Data shown START

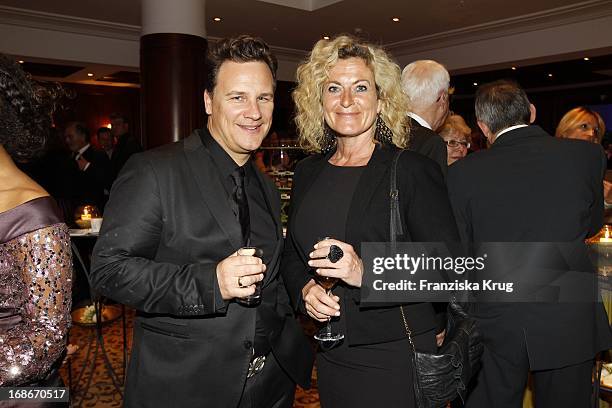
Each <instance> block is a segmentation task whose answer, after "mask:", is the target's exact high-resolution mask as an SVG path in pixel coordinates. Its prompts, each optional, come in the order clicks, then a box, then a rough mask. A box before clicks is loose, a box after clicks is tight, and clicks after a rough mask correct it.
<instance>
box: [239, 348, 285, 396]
mask: <svg viewBox="0 0 612 408" xmlns="http://www.w3.org/2000/svg"><path fill="white" fill-rule="evenodd" d="M294 398H295V383H294V382H293V380H291V378H290V377H289V376H288V375H287V373H285V371H284V370H283V369H282V368H281V366H280V365H279V364H278V361H276V358H275V357H274V354H273V353H269V354H268V356H267V357H266V363H265V364H264V368H263V370H262V371H261V372H259V373H258V374H256V375H254V376H253V377H251V378H247V381H246V384H245V386H244V391H243V393H242V398H241V399H240V403H239V404H238V408H291V407H293V400H294Z"/></svg>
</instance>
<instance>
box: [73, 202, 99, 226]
mask: <svg viewBox="0 0 612 408" xmlns="http://www.w3.org/2000/svg"><path fill="white" fill-rule="evenodd" d="M92 218H100V211H98V208H97V207H96V206H95V205H82V206H80V207H77V209H76V211H75V212H74V222H75V223H76V225H78V227H79V228H91V219H92Z"/></svg>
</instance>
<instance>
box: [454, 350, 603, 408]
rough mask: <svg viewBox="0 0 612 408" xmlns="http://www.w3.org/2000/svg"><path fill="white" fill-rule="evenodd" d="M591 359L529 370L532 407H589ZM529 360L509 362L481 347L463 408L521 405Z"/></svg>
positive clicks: (511, 406) (555, 407)
mask: <svg viewBox="0 0 612 408" xmlns="http://www.w3.org/2000/svg"><path fill="white" fill-rule="evenodd" d="M592 369H593V360H588V361H584V362H582V363H579V364H575V365H571V366H567V367H563V368H558V369H554V370H541V371H532V372H531V374H532V377H533V385H534V390H533V393H534V399H535V408H589V407H591V406H592V405H591V394H592V390H593V386H592V385H591V372H592ZM528 373H529V361H528V359H527V350H525V353H524V358H521V359H520V360H519V361H509V360H507V359H504V358H503V357H501V356H499V355H497V354H495V353H494V352H493V351H491V350H489V349H488V348H485V351H484V354H483V356H482V368H481V370H480V372H479V373H478V376H477V378H476V381H475V384H474V388H473V389H472V391H471V392H470V394H469V395H468V398H467V401H466V405H465V406H466V408H491V407H495V408H521V407H522V406H523V394H524V391H525V386H526V384H527V376H528Z"/></svg>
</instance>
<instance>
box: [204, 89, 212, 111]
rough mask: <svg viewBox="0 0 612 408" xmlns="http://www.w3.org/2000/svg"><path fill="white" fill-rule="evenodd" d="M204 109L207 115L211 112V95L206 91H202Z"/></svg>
mask: <svg viewBox="0 0 612 408" xmlns="http://www.w3.org/2000/svg"><path fill="white" fill-rule="evenodd" d="M204 109H205V110H206V114H207V115H211V114H212V97H211V96H210V94H209V93H208V91H204Z"/></svg>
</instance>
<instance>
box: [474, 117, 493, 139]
mask: <svg viewBox="0 0 612 408" xmlns="http://www.w3.org/2000/svg"><path fill="white" fill-rule="evenodd" d="M476 123H477V124H478V127H479V128H480V130H482V133H484V135H485V136H486V137H487V138H488V137H489V134H490V133H491V131H490V130H489V127H488V126H487V125H486V123H484V122H481V121H479V120H477V121H476Z"/></svg>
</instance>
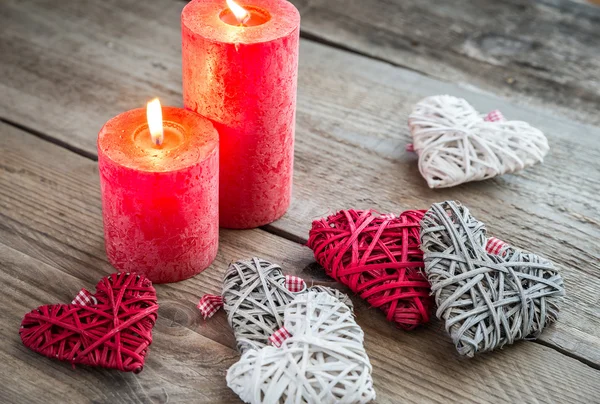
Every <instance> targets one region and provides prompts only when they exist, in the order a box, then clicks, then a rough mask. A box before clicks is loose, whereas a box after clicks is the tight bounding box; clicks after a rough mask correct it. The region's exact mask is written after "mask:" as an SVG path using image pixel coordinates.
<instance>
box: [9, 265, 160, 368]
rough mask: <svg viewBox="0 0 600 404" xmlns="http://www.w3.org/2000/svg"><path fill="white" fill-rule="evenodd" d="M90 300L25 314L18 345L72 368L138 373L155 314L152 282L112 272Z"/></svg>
mask: <svg viewBox="0 0 600 404" xmlns="http://www.w3.org/2000/svg"><path fill="white" fill-rule="evenodd" d="M90 299H91V300H95V302H96V303H95V304H93V303H92V304H88V305H82V304H55V305H47V306H40V307H39V308H37V309H36V310H33V311H31V312H30V313H27V314H26V315H25V318H23V322H22V323H21V330H20V331H19V334H20V335H21V340H22V341H23V344H25V346H26V347H28V348H29V349H31V350H33V351H35V352H37V353H39V354H42V355H44V356H47V357H49V358H56V359H58V360H62V361H68V362H71V363H72V364H73V366H74V365H76V364H81V365H89V366H99V367H104V368H111V369H118V370H121V371H124V372H135V373H139V372H141V371H142V368H143V367H144V360H145V358H146V354H147V353H148V347H149V346H150V344H151V343H152V328H153V327H154V324H155V323H156V318H157V316H158V314H157V312H158V303H157V300H156V291H155V290H154V287H153V286H152V282H150V280H148V279H147V278H145V277H144V276H140V275H136V274H129V273H119V274H112V275H109V276H107V277H105V278H102V279H101V280H100V282H98V285H96V294H95V295H90ZM76 300H78V299H77V298H76Z"/></svg>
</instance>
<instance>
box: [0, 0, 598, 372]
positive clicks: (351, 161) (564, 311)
mask: <svg viewBox="0 0 600 404" xmlns="http://www.w3.org/2000/svg"><path fill="white" fill-rule="evenodd" d="M88 3H89V4H88ZM181 7H182V4H181V3H180V2H176V1H169V0H164V1H159V2H152V3H151V2H141V3H140V2H137V1H133V0H126V1H120V2H118V6H117V2H116V1H113V2H111V1H106V2H100V3H98V2H75V1H65V2H60V3H59V4H56V3H55V2H47V1H42V0H37V1H32V2H17V1H16V0H9V1H5V2H3V3H2V4H1V5H0V9H1V10H2V13H0V15H2V16H6V17H4V18H3V20H2V24H1V27H2V29H3V35H2V36H0V44H1V45H0V48H1V49H2V50H3V51H4V52H3V55H5V58H4V60H3V61H2V63H0V86H1V87H0V88H1V90H2V91H3V94H7V97H2V98H0V116H2V117H4V118H7V119H10V120H11V121H14V122H17V123H20V124H22V125H26V126H28V127H31V128H33V129H35V130H38V131H43V133H44V134H46V135H47V136H49V137H51V138H53V139H57V140H59V141H61V142H64V143H66V144H68V145H70V146H73V147H75V148H80V149H82V150H84V151H85V152H86V153H88V154H90V155H93V154H94V153H95V138H96V132H97V130H98V129H99V128H100V127H101V126H102V124H103V123H104V121H105V120H107V119H108V118H110V117H111V116H112V115H115V114H117V113H119V112H121V111H122V110H126V109H130V108H134V107H138V106H139V105H143V102H144V101H145V100H147V99H149V98H151V97H152V96H155V95H156V94H160V95H161V97H162V96H163V94H164V95H165V97H164V100H165V101H166V102H165V103H166V104H175V105H177V104H180V102H181V101H180V77H181V75H180V53H179V45H178V44H179V23H178V21H179V12H180V9H181ZM40 15H43V16H44V18H41V17H40ZM140 19H143V21H141V20H140ZM152 26H158V27H159V28H157V31H155V30H154V29H153V28H151V27H152ZM149 37H151V38H153V40H152V41H150V45H149V42H148V38H149ZM5 38H7V39H5ZM157 66H158V67H157ZM299 81H300V82H299V97H298V125H297V143H296V144H297V146H296V170H295V191H294V202H293V204H292V208H291V209H290V211H289V212H288V214H287V215H286V216H285V217H284V218H283V219H282V220H280V221H278V222H277V223H275V224H273V225H271V226H270V227H268V229H269V230H270V231H272V232H276V233H278V234H280V235H284V236H285V237H287V238H289V239H292V240H297V241H303V240H306V237H307V234H308V230H309V228H310V223H311V221H312V220H313V219H316V218H318V217H320V216H322V215H324V214H326V213H328V212H332V211H334V210H337V209H341V208H349V207H357V208H369V207H373V208H377V209H379V210H381V211H395V212H398V211H401V210H404V209H407V208H427V207H428V206H429V205H430V204H431V203H433V202H436V201H441V200H445V199H458V200H461V201H462V202H463V203H465V204H466V205H467V206H469V207H470V208H471V210H472V212H473V214H474V215H475V216H476V217H477V218H479V219H480V220H483V221H485V222H487V223H488V228H489V229H490V231H491V232H492V233H493V234H495V235H496V236H498V237H501V238H504V239H505V240H506V241H508V242H512V243H514V244H516V245H518V246H521V247H523V248H528V249H531V250H533V251H536V252H539V253H540V254H542V255H546V256H548V258H551V259H553V260H554V261H555V262H556V263H557V264H558V265H559V266H560V268H562V269H563V270H564V275H565V280H566V286H567V293H568V295H567V301H566V304H565V308H564V310H563V315H562V317H561V319H560V321H559V323H558V324H557V325H556V326H555V327H553V328H551V329H550V330H548V332H546V333H545V334H544V335H543V336H542V341H543V342H544V343H546V344H549V345H550V346H553V347H555V348H557V349H559V350H561V351H564V352H566V353H569V354H570V355H574V356H576V357H578V358H581V360H583V361H585V362H586V363H589V364H590V365H592V366H595V367H600V348H599V347H600V309H599V308H598V307H599V306H598V302H599V301H598V295H597V292H596V291H597V290H599V289H598V288H599V287H600V275H599V273H600V272H599V271H598V269H599V268H600V265H599V264H598V262H599V261H598V257H599V256H600V247H599V246H598V241H599V240H600V197H599V196H598V187H599V186H600V167H599V166H598V164H597V163H596V162H597V161H598V158H600V145H599V144H598V143H599V141H598V139H600V130H599V129H598V128H597V127H595V126H591V125H586V124H580V123H577V122H574V121H572V120H569V119H567V118H564V117H561V116H558V115H556V114H554V113H552V112H549V111H543V110H540V109H534V108H530V107H521V106H515V105H513V104H510V103H508V102H506V101H504V100H502V99H500V98H497V97H495V96H492V95H490V94H482V93H479V92H473V91H470V90H468V89H465V88H464V87H462V86H460V85H455V84H450V83H445V82H440V81H438V80H434V79H431V78H428V77H425V76H423V75H420V74H417V73H414V72H410V71H407V70H405V69H400V68H397V67H394V66H391V65H389V64H386V63H380V62H375V61H373V60H371V59H368V58H365V57H360V56H357V55H353V54H350V53H348V52H343V51H339V50H335V49H331V48H329V47H327V46H323V45H319V44H315V43H313V42H310V41H306V40H305V41H303V42H302V45H301V58H300V77H299ZM153 83H159V84H157V85H153ZM439 93H448V94H453V95H456V96H461V97H466V98H467V99H468V100H469V101H470V102H471V103H473V104H474V105H475V106H476V107H477V108H479V109H480V110H481V111H488V110H491V109H494V108H499V109H501V110H502V111H503V112H504V114H505V115H506V116H507V117H508V118H509V119H523V120H526V121H528V122H530V123H531V124H533V125H535V126H538V127H539V128H540V129H542V130H544V131H545V132H546V134H547V135H548V137H549V141H550V145H551V151H550V154H549V155H548V157H547V158H546V163H545V164H544V165H541V166H536V167H533V168H532V169H530V170H527V171H524V172H522V173H520V174H515V175H506V176H503V177H500V178H497V179H493V180H489V181H485V182H481V183H471V184H466V185H463V186H459V187H456V188H452V189H443V190H436V191H433V190H429V189H428V188H426V186H425V183H424V181H423V179H422V178H421V177H420V175H419V173H418V170H417V165H416V157H415V156H414V155H412V154H410V153H407V152H405V151H404V148H405V146H406V144H407V143H408V142H409V141H410V139H409V138H410V136H409V134H408V130H407V126H406V120H407V116H408V114H409V113H410V110H411V107H412V105H414V103H415V102H417V101H418V100H419V99H421V98H422V97H424V96H427V95H432V94H439ZM9 169H10V167H9ZM33 206H35V205H33ZM33 206H32V209H33ZM85 209H86V210H91V211H90V212H89V214H90V215H97V214H98V213H99V212H98V211H93V208H91V207H89V206H86V207H85ZM57 214H60V213H59V212H57ZM62 220H63V219H62V218H60V217H56V220H55V223H58V222H60V221H62ZM53 225H54V224H52V225H48V226H47V227H45V228H44V229H43V230H44V231H45V232H47V233H49V234H50V233H51V231H52V229H53ZM72 231H73V232H74V236H73V237H83V236H85V235H86V231H85V229H84V228H77V226H74V228H73V229H72ZM55 242H56V243H60V241H59V240H56V241H55ZM86 242H87V245H86V246H85V247H80V248H79V250H78V251H79V252H78V254H77V255H76V256H75V259H76V260H78V262H79V263H80V264H81V267H84V266H85V264H87V263H88V262H96V263H98V264H99V265H105V263H104V264H102V257H103V251H102V249H101V245H102V238H101V236H100V235H99V236H98V237H96V238H90V237H87V236H86ZM32 248H40V247H39V246H37V245H35V243H34V242H33V241H32ZM44 248H47V247H44ZM49 251H52V250H51V249H50V250H49ZM49 251H47V250H43V251H40V254H44V255H50V254H51V253H50V252H49ZM59 251H60V249H59ZM51 258H52V260H54V261H56V264H57V265H59V266H60V265H67V264H68V263H69V262H70V260H71V259H72V257H61V256H60V253H55V254H53V255H52V257H51ZM312 268H313V273H315V272H318V271H317V270H314V268H315V267H314V266H313V267H312ZM215 286H216V285H215Z"/></svg>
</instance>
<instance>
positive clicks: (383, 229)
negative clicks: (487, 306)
mask: <svg viewBox="0 0 600 404" xmlns="http://www.w3.org/2000/svg"><path fill="white" fill-rule="evenodd" d="M424 213H425V211H423V210H409V211H406V212H403V213H401V214H400V215H398V216H397V215H393V214H388V215H381V214H379V213H377V212H375V211H373V210H353V209H351V210H342V211H339V212H338V213H336V214H334V215H331V216H329V217H327V218H323V219H320V220H315V221H314V222H313V224H312V229H311V230H310V235H309V239H308V243H307V245H308V247H310V248H311V249H312V250H313V252H314V254H315V259H316V260H317V262H318V263H319V264H321V266H323V268H325V271H326V272H327V275H329V276H331V277H332V278H333V279H335V280H337V281H339V282H341V283H343V284H345V285H347V286H348V287H350V289H351V290H352V291H353V292H355V293H357V294H358V295H359V296H360V297H362V298H363V299H365V300H366V301H367V303H369V304H370V305H371V306H373V307H378V308H380V309H381V310H383V311H384V312H385V314H386V316H387V319H388V320H389V321H393V322H395V323H396V324H397V325H398V326H399V327H401V328H404V329H407V330H410V329H413V328H415V327H417V326H418V325H419V324H423V323H427V322H428V321H429V316H430V314H431V310H432V308H433V299H432V298H431V296H430V295H429V294H430V285H429V282H428V281H427V279H426V278H425V275H424V272H423V268H424V264H423V252H422V251H421V249H420V236H419V230H420V224H419V222H420V220H421V219H422V218H423V215H424Z"/></svg>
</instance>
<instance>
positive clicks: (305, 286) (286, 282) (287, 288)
mask: <svg viewBox="0 0 600 404" xmlns="http://www.w3.org/2000/svg"><path fill="white" fill-rule="evenodd" d="M285 288H286V289H287V290H289V291H290V292H294V293H297V292H302V291H303V290H304V289H306V282H304V279H302V278H299V277H297V276H292V275H286V276H285Z"/></svg>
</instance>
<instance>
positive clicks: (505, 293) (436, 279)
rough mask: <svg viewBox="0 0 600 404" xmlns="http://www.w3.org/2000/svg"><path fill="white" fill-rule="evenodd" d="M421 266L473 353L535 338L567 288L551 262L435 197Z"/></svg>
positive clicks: (464, 211)
mask: <svg viewBox="0 0 600 404" xmlns="http://www.w3.org/2000/svg"><path fill="white" fill-rule="evenodd" d="M421 240H422V248H423V251H424V252H425V256H424V259H425V271H426V272H427V276H428V278H429V282H430V283H431V291H432V292H433V294H434V296H435V300H436V303H437V306H438V309H437V313H436V315H437V317H438V318H440V319H443V320H444V322H445V327H446V331H447V332H448V333H449V334H450V337H451V338H452V341H453V342H454V344H455V346H456V349H457V350H458V352H459V354H461V355H466V356H469V357H472V356H473V355H474V354H476V353H478V352H486V351H492V350H494V349H497V348H501V347H503V346H504V345H507V344H512V343H513V342H515V341H517V340H520V339H535V338H537V337H538V336H539V335H540V334H541V333H542V331H543V330H544V328H546V327H547V326H548V325H550V324H552V323H553V322H555V321H556V320H557V318H558V312H559V305H560V303H561V301H562V296H564V294H565V290H564V286H563V279H562V277H561V276H560V274H559V272H558V270H557V269H556V268H555V267H554V265H553V264H552V263H551V262H550V261H548V260H546V259H544V258H542V257H540V256H538V255H535V254H532V253H530V252H527V251H523V250H520V249H517V248H514V247H512V246H510V245H508V244H505V243H503V242H499V241H498V240H497V239H494V238H490V239H488V238H487V236H486V230H485V225H484V224H483V223H482V222H480V221H478V220H477V219H475V218H474V217H473V216H471V214H470V213H469V210H468V209H467V208H465V207H464V206H462V205H460V204H457V203H455V202H443V203H436V204H434V205H433V206H432V207H431V209H429V210H428V211H427V213H426V214H425V217H424V218H423V221H422V230H421Z"/></svg>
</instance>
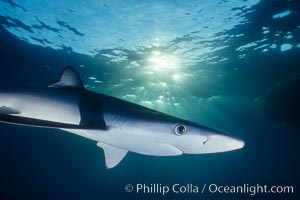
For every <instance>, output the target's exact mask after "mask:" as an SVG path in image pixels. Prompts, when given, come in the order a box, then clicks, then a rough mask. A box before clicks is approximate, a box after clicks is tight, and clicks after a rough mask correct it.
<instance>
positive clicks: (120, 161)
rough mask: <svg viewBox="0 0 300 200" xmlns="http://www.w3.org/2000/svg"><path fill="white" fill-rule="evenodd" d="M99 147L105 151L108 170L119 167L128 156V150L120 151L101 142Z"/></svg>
mask: <svg viewBox="0 0 300 200" xmlns="http://www.w3.org/2000/svg"><path fill="white" fill-rule="evenodd" d="M97 146H98V147H101V148H102V149H103V151H104V155H105V166H106V167H107V168H108V169H110V168H113V167H115V166H117V165H118V164H119V163H120V162H121V160H123V158H124V157H125V156H126V154H127V150H124V149H119V148H117V147H113V146H110V145H107V144H104V143H101V142H98V143H97Z"/></svg>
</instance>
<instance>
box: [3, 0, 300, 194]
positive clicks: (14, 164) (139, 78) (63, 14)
mask: <svg viewBox="0 0 300 200" xmlns="http://www.w3.org/2000/svg"><path fill="white" fill-rule="evenodd" d="M299 55H300V4H299V2H298V1H297V0H290V1H289V0H287V1H262V0H261V1H259V0H248V1H242V0H232V1H226V0H219V1H156V0H154V1H133V0H132V1H129V0H127V1H109V0H106V1H98V0H97V1H96V0H88V1H69V0H66V1H47V0H45V1H40V2H37V1H26V0H25V1H24V0H23V1H21V0H18V1H17V0H2V1H0V56H1V57H0V88H7V87H46V86H47V85H49V84H51V83H53V82H54V81H56V80H57V79H58V77H59V75H60V73H61V71H62V69H63V68H64V67H65V66H67V65H71V66H73V67H74V68H75V69H76V70H77V71H78V73H79V74H80V76H81V78H82V79H83V82H84V85H85V88H87V89H89V90H92V91H95V92H99V93H103V94H107V95H111V96H114V97H117V98H121V99H124V100H127V101H131V102H134V103H137V104H140V105H143V106H146V107H149V108H153V109H156V110H159V111H161V112H165V113H168V114H172V115H175V116H178V117H181V118H184V119H188V120H190V121H194V122H196V123H199V124H203V125H206V126H209V127H212V128H216V129H219V130H223V131H224V132H228V133H230V134H231V135H233V136H235V137H238V138H242V139H243V140H244V141H245V147H244V148H243V149H241V150H237V151H232V152H228V153H220V154H210V155H183V156H179V157H151V156H143V155H138V154H134V153H129V154H128V155H127V156H126V157H125V159H124V160H123V161H122V162H121V163H120V164H119V165H118V166H117V167H116V168H114V169H111V170H107V169H106V168H105V166H104V156H103V152H102V150H101V149H100V148H98V147H97V146H96V144H95V142H93V141H90V140H88V139H85V138H81V137H78V136H75V135H72V134H69V133H66V132H63V131H59V130H49V129H43V128H30V127H23V126H17V125H9V124H4V123H0V199H47V200H48V199H49V200H50V199H51V200H52V199H249V198H254V199H297V194H298V190H299V186H300V184H299V180H300V173H299V172H300V171H299V167H300V164H299V162H300V160H299V156H298V152H299V144H298V143H299V141H300V140H299V139H300V135H299V133H300V114H299V113H300V105H299V102H300V59H299ZM133 142H134V141H133ZM129 183H130V184H133V185H135V184H138V183H145V184H148V185H150V184H155V183H158V184H162V185H173V184H176V183H179V184H182V185H186V184H188V183H191V184H194V185H198V186H202V185H203V184H218V185H229V186H231V185H243V184H249V185H256V184H261V185H268V186H273V185H276V186H278V185H282V186H284V185H291V186H293V187H294V194H258V195H254V196H251V195H249V194H217V193H215V194H211V193H209V192H208V191H207V192H205V193H204V194H188V193H185V194H167V195H165V196H162V195H161V194H136V193H135V192H132V193H127V192H126V191H125V190H124V187H125V185H126V184H129Z"/></svg>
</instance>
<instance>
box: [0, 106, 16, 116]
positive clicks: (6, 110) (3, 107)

Data shown END

Copy each line of the preceding data that contains the string "tight".

### Finished task:
Each <instance> block is a segmentation task whose answer, after "mask:", is the target's exact high-resolution mask as an SVG path in pixel coordinates. Its prompts, each optional, come in the order clicks, then a box, then a rough mask. A box before clicks is loose, a box after clicks is tight, and clicks after a rough mask correct it.
Every <instance> targets one region and provides prompts only when they exist, in the order a box, then clicks, then a rough mask. A box before clicks is loose, whereas a box after clicks is the tight bounding box; clicks after a rough mask correct it. The region's exact mask is written after "mask:" as an SVG path using image pixel coordinates.
For every <instance>, output the target's exact mask after "mask:" as an SVG path in image pixels. Prompts, when given, come in the order a box, then clicks, then a rough mask. A box before clicks is approximate, a box after clicks is tight, and clicks after a rough mask correct it.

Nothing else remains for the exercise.